Please reproduce all of the data below line for line, without changing anything.

## Exercise material
::::

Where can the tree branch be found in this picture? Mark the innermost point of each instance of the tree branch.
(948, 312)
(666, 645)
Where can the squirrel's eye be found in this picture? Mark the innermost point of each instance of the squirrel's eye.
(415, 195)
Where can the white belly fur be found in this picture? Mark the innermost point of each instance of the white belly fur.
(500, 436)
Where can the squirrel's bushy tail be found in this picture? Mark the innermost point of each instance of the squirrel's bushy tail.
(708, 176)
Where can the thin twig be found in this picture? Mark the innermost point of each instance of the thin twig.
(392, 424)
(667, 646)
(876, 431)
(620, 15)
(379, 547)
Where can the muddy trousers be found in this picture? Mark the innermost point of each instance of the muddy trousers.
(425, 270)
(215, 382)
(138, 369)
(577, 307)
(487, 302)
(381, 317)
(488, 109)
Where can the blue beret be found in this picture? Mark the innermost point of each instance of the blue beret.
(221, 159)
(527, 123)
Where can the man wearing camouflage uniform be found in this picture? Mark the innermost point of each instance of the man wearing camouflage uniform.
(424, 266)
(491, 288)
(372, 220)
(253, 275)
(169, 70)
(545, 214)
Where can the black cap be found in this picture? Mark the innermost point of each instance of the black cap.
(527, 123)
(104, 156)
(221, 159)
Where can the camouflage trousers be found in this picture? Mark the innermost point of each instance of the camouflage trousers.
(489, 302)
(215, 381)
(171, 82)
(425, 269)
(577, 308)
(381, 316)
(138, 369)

::::

## Task solution
Where can the tree branch be found in this picture? Mark the innermost point of each instance of the tree branch.
(948, 312)
(666, 645)
Where can the squirrel's eye be found in this picture? Mark the innermost point of each instance of the squirrel's eye.
(415, 195)
Where can the white belly fur be found in this picture? Mark the innermost point of each instance of the white belly fur.
(500, 436)
Where can the squirrel's bushy tail be found in this picture? Mark the innermost point of each instance of the squirrel's bushy tail.
(708, 176)
Where can the thin twig be found in this picture? Mark the innermost point of each instance of the thin twig.
(392, 424)
(667, 646)
(876, 431)
(620, 15)
(379, 547)
Where can the muddy trousers be found in this picture? Mark the innermost point of each instance of the muddy trousers.
(425, 270)
(215, 382)
(138, 369)
(577, 307)
(487, 302)
(381, 317)
(488, 109)
Where can the blue beret be found in this picture? Mark the innermost point of each instance of the blue beret.
(221, 159)
(527, 123)
Where can the man wearing camouflage uniform be found in this picture? Mark the innermost point of each instance of the man wearing camouflage uniform.
(424, 266)
(491, 288)
(372, 220)
(253, 275)
(169, 70)
(545, 214)
Where can the black cap be found in this picture? Mark the innermost point of each instance of the black cap.
(527, 123)
(104, 156)
(221, 159)
Where can the camouflage trousers be found in this picture? Mark the innermost point of each instance of the camouflage trousers.
(489, 302)
(215, 381)
(171, 82)
(425, 269)
(577, 308)
(381, 316)
(138, 369)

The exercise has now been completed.